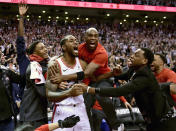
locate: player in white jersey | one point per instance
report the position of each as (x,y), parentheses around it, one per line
(68,64)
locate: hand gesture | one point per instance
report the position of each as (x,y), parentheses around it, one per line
(127,105)
(22,8)
(117,70)
(75,90)
(63,85)
(82,86)
(57,79)
(68,121)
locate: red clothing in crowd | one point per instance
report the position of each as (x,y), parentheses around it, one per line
(43,128)
(167,75)
(99,56)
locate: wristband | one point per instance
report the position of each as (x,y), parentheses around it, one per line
(80,75)
(88,89)
(60,123)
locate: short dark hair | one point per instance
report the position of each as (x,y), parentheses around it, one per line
(63,40)
(31,48)
(163,58)
(148,54)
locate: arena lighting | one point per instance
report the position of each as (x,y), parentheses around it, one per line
(95,5)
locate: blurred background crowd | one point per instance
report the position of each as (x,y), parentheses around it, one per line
(119,40)
(138,2)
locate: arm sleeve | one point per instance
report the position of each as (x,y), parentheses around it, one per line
(131,87)
(22,60)
(43,128)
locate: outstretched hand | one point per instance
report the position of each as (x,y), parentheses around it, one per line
(68,121)
(22,8)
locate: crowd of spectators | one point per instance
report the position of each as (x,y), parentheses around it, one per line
(171,3)
(119,40)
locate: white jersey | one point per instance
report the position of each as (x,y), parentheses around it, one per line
(66,70)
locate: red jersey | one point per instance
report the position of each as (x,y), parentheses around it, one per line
(43,128)
(167,75)
(99,56)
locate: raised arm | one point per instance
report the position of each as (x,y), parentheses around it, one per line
(22,11)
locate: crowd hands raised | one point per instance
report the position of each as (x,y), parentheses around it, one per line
(138,2)
(120,42)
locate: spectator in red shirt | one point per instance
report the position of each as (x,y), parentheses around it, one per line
(161,73)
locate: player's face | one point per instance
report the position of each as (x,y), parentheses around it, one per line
(72,46)
(138,59)
(41,50)
(91,39)
(156,63)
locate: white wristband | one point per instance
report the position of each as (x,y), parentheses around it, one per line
(88,89)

************

From the entries above, copy each line that holds "jersey".

locate: player in white jersey | one point per instance
locate: white jersey | one point per instance
locate: red jersey | one point per instance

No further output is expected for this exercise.